Passage to read below:

34) Muscles Don’t Get Confused

There is no such thing as muscle confusion.  There is only conditioned & unconditioned.  Trained & untrained.  Nurtured & neglected.

Muscles are dumb. You don’t have to try to confuse them.  Variety isn’t necessarily better.  Better movements are best.

35) “No Pain, No Gain”: Famous Last Words of The Chronically Injured

Don’t train through the pain.  “No pain, no gain” is a moronic slogan that is an evergreen source of injury.  Pain is your body’s way of trying to get your attention.  Don’t confuse pain with soreness.  Pain is indicative of impending injury.  Don’t throw painkillers at it either…you’re just making things worse down the road.  Its better to know what is causing the pain so you can make intelligent adjustments to your technique and avoid such unpleasantness in the future.

36) Injury Can Be Opportunity

You could get bummed out and have a pity party for a couple months following a strained tendon or torn muscle, or you could just use it as an opportunity to give extra love to those lacking body parts. 

You don’t train 25 years without the occasional injury sneaking up on you.  However, if you learn from the ordeal you can come back with a more balanced physique and a greater appreciation for lifts that you used to sleepwalk through.

37) Progressive Overload Is Kind Of A Big Deal

You must challenge yourself to progress.  Strength isn’t your primary objective as a bodybuilder, but it is still important to continually challenge your body to keep it growing.  Many people believe this means you have to keep on lifting heavier and heavier weight.  However, strength gains are not linear.  The closer you get to reaching your genetic potential, the more stubborn strength gains become.

Here are a few other ways you can incorporate progressive overload besides lifting heavier:

More reps/volume
Improved form/more control
Change tempo/ Rest|Pause
Increase range of motion
Decrease rest time between sets
Forced reps/negatives
Training more often.


38) Happy Feet

Bare Feet, wrestling shoes, or flat sole shoes are great for leg day as it allows for better balance and proprioception on lifts requiring firm contact with the ground.

…not saying that watching someone trying to perform walking dumbbell lunges with 80 lb. dumbbells in high heels wouldn’t be entertaining though… 

39) You’re Not Overtraining, You’re Under-Recovering

When you’re living on fast food, Mountain Dew & ice cream while getting by on 4-5 hours of sleep a night because you couldn’t get off social media you’re not overtraining; you’re under-recovering.

End of Passage to read.

What this exercise asks:
(a) Rewrite the stretch of the bodybuilding tips from "34) Muscles Don’t" through "in the future.", putting "harm" in place of "injury".
(b) Write the next part of the bodybuilding tips, picking up after their last sentence.
The listing that comes next is separate material, apart from the bodybuilding tips.

Data records below:

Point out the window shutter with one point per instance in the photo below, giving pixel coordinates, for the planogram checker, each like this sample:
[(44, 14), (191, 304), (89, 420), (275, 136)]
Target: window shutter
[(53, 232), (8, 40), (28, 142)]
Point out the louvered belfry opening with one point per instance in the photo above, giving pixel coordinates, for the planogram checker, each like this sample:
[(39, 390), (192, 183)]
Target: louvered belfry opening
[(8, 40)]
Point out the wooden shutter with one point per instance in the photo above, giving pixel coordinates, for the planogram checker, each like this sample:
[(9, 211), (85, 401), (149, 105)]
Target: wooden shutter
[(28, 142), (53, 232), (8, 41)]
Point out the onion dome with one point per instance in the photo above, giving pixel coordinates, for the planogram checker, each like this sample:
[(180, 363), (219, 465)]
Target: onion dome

End of Data records.
Data records below:

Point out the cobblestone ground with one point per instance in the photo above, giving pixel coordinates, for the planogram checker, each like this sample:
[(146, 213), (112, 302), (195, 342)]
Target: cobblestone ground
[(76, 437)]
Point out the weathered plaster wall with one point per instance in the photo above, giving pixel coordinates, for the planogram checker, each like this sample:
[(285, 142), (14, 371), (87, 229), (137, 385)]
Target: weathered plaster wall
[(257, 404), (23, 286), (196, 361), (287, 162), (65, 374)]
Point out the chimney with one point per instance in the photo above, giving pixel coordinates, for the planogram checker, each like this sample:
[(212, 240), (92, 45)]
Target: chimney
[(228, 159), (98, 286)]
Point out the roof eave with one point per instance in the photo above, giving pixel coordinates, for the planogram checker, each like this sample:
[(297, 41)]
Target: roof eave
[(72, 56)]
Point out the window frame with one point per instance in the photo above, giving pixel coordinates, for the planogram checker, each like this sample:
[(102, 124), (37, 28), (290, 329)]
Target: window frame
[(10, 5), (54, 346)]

End of Data records.

Results in order:
(a)
34) Muscles Don’t Get Confused

There is no such thing as muscle confusion.  There is only conditioned & unconditioned.  Trained & untrained.  Nurtured & neglected.

Muscles are dumb. You don’t have to try to confuse them.  Variety isn’t necessarily better.  Better movements are best.

35) “No Pain, No Gain”: Famous Last Words of The Chronically Injured

Don’t train through the pain.  “No pain, no gain” is a moronic slogan that is an evergreen source of harm.  Pain is your body’s way of trying to get your attention.  Don’t confuse pain with soreness.  Pain is indicative of impending harm.  Don’t throw painkillers at it either…you’re just making things worse down the road.  Its better to know what is causing the pain so you can make intelligent adjustments to your technique and avoid such unpleasantness in the future.

(b)
If you are an Olympic athlete, you might be able to argue me on this but everyone else that lays claim to overtraining is like Vizzini; they keep using this word, but I do not think it means what they think it means.

40) Learn To Crawl Before You Walk / Early Injuries Can Haunt You For Decades

Not much to elaborate on here.  It’s just a reality that most people chose to ignore because they feel invincible in their 20s.  Take heed, lest your day of reckoning come upon you swiftly!

41) The Only Dumb Question Is the One You Didn’t Ask

This is true in the classroom and it is true in the gym. 

Despite their intimidating appearance, most bodybuilders are more than happy to help an enthusiastic beginner.

It actually causes me physical pain to watch someone butcher an exercise & hurt themselves because they are too proud to ask or fear inconveniencing someone.

Unless our heads are covered with a hoodie or headphones (which is like a “Do Not Disturb” sign) it’s likely a good time to ask if you’re doing your lift correctly.

Even after 25 years I still find myself asking other lifters why they perform a lift if I have never seen it.  I also ask how it feels or where it targets.  You’re never too old to learn some new tricks.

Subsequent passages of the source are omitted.